Former KU athlete remembered fondly for leadership role

Dr. Lynwood Smith dies at age 72

Lynwood Smith and his friend Jerry Waugh both played for Kansas University basketball coach Phog Allen during the late 1940s and early 1950s.

Allen used to say that to truly evaluate a great player, one needs to wait 20 years and see how the athlete goes on to serve his community, Waugh recalled.

Dr. Smith, whose friends called him Lyn, must have measured up to Allen’s greatness yardstick.

“Certainly Lyn is a wonderful example of a student-athlete who completed his competition and then went on to serve mankind,” Waugh said.

Dr. Smith, an internal medicine physician who retired from the Mayo Clinic in Rochester, Minn., died Tuesday at the age of 72.

He had been an active leader in the Lawrence community since he and his wife, Marty, returned to the home of their alma mater 7 1/2 years ago.

Dr. Smith was chairman of the Bert Nash Community Mental Health Center board and led the committee that planned the Bert Nash Community Summit that took place in January 2001.

[Extracted records]
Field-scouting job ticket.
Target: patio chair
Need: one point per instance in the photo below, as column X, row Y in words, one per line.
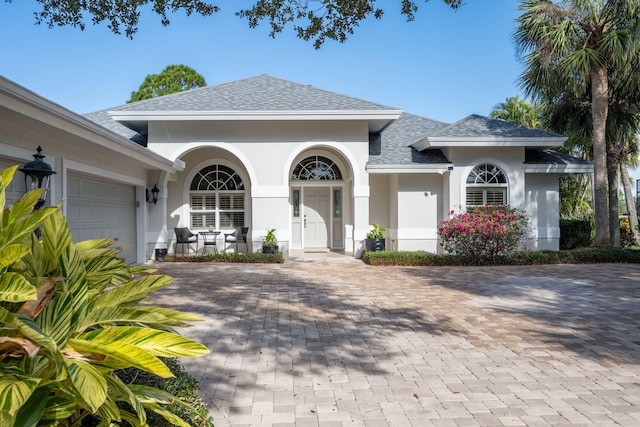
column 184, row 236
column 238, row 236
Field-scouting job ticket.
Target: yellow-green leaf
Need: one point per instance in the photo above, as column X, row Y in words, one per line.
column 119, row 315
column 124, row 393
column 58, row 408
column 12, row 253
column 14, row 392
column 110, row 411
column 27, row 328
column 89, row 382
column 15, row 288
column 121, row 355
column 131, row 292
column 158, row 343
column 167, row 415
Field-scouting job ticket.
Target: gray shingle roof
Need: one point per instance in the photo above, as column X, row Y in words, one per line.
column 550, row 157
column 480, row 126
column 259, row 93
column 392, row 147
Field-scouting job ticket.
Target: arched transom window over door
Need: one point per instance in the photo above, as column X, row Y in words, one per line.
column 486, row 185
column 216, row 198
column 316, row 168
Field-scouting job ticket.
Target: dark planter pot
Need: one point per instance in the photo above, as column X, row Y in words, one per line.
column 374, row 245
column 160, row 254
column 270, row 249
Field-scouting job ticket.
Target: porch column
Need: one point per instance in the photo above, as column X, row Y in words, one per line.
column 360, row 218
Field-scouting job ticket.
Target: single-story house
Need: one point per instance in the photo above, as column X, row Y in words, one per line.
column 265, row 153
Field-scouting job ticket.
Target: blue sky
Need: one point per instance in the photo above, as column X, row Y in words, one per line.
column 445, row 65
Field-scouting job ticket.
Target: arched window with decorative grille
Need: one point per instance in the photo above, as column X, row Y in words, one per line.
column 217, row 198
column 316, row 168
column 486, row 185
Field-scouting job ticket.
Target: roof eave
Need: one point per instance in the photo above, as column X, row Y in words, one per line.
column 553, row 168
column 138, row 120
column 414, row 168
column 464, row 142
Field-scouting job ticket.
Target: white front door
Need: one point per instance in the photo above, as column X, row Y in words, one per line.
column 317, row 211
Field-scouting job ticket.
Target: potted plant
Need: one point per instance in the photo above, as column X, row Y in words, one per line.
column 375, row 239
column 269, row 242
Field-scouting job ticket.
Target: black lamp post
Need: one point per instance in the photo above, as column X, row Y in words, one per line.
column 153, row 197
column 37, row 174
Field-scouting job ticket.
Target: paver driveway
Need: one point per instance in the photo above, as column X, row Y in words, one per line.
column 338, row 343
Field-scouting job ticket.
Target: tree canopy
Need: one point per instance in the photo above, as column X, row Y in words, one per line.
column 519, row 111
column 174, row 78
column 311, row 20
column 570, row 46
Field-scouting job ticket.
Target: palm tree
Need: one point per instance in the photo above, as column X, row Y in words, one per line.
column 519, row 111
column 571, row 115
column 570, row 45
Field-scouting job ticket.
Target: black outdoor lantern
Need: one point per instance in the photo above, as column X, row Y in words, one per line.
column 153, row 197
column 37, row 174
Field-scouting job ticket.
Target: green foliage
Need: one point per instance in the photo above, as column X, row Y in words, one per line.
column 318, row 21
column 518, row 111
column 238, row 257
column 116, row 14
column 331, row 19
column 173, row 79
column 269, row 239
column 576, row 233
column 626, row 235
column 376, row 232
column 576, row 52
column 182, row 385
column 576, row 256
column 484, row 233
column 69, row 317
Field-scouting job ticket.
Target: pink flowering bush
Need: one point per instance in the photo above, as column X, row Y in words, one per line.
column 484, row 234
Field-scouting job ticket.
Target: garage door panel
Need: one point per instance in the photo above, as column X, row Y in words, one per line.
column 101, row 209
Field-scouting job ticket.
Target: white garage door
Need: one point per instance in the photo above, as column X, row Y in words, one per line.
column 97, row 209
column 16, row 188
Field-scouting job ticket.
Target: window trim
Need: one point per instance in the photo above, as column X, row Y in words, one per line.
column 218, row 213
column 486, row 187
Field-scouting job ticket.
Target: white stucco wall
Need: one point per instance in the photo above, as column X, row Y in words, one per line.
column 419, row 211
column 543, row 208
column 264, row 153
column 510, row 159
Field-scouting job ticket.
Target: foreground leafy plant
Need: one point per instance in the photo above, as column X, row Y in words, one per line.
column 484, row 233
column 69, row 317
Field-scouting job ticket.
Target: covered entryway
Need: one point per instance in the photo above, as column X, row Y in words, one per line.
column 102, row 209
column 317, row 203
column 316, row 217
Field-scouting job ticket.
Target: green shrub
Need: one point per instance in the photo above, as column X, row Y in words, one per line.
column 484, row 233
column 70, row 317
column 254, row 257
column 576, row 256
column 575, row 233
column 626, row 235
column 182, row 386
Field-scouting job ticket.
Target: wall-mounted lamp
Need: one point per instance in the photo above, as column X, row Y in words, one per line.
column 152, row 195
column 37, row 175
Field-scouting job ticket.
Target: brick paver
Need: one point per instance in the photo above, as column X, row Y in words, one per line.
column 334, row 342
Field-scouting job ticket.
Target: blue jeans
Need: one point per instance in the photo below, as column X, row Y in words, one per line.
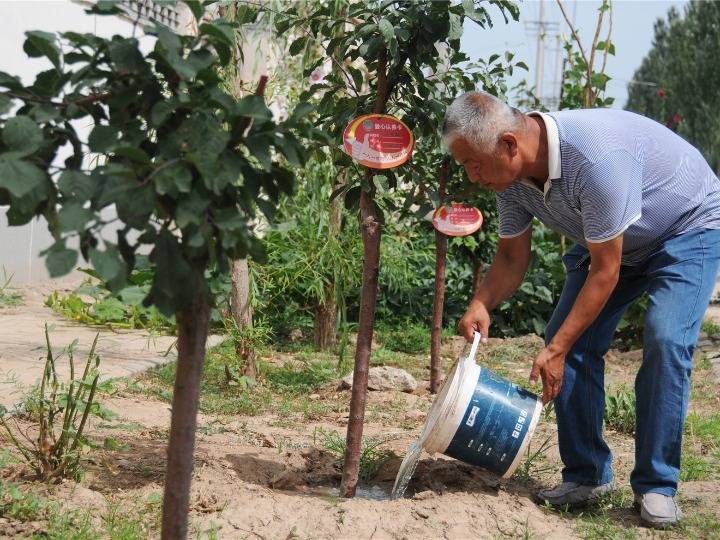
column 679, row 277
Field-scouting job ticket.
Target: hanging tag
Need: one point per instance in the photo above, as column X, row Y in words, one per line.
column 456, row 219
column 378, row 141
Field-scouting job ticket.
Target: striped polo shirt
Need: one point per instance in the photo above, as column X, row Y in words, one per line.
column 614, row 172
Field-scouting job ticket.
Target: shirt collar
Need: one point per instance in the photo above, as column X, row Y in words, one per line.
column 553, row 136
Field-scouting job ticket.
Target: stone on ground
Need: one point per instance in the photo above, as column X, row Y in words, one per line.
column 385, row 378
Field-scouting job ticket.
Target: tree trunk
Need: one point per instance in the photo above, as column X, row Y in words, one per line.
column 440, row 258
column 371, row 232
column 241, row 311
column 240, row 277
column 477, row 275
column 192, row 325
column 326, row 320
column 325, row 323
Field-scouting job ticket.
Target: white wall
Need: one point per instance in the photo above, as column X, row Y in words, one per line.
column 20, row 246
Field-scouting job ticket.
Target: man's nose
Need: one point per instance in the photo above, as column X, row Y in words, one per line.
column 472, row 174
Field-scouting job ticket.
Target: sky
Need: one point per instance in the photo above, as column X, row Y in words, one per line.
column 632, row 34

● **Problems and tasks**
[a] Using the article on Lynwood Smith's death, decide whether each statement agrees with it: (i) Smith retired from the Mayo Clinic in Rochester, Minn.; (ii) Smith and his wife had returned to Lawrence ten years earlier; (iii) Smith led the committee that planned the Bert Nash Community Summit. Answer yes or no for each, quoting the words of the article that decide it.
[b] Write the next few paragraphs of the article on Lynwood Smith's death, starting after its last sentence.

● **Outputs in order**
[a]
(i) Yes: "an internal medicine physician who retired from the Mayo Clinic in Rochester, Minn."
(ii) No: "returned to the home of their alma mater 7 1/2 years ago"
(iii) Yes: "led the committee that planned the Bert Nash Community Summit that took place in January 2001"

[b]
“He was an unflappable leader,” said Pat Roach Smith, community development director at the center. “He was a very strong individual with an incredible sense of humor. He will be greatly missed.”

Dr. Smith also was a Rotary Club member and served on the boards of the KU Alumni Association and the Hall Center for the Humanities.

“We have a huge hole left in our community because Lyn is gone,” said Janet Crow, director of the Hall Center.

Crow also worked with Dr. Smith through the New Generation Society of Lawrence, an organization Dr. Smith co-founded with fellow Lawrence resident and KU alumus Robert S. Mueller.

The two formed the group in 1996 after reading a newspaper story about how more and more people were choosing to retire in college towns. The society currently has 183 members who participate in the group’s frequent social events, educational opportunities and philanthropic efforts.

Mueller was deeply saddened by the death of his friend.

“It’s hard to believe,” Mueller said. “My wife and I, the community and the university have lost a very good friend. He did a great deal for the community in a very short time.”

Waugh, who had remained friends with Dr. Smith since their college days, said the two not only played basketball together but also were fraternity brothers at Beta Theta Pi.

Dr. Smith also had played on KU’s football team from 1948-1950.

He graduated in 1951 with a bachelor’s degree in business administration and later returned to Kansas University’s School of Medicine, where he received his medical degree in 1960. He practiced medicine at the Mayo Clinic for 35 years before he retired and moved to Lawrence.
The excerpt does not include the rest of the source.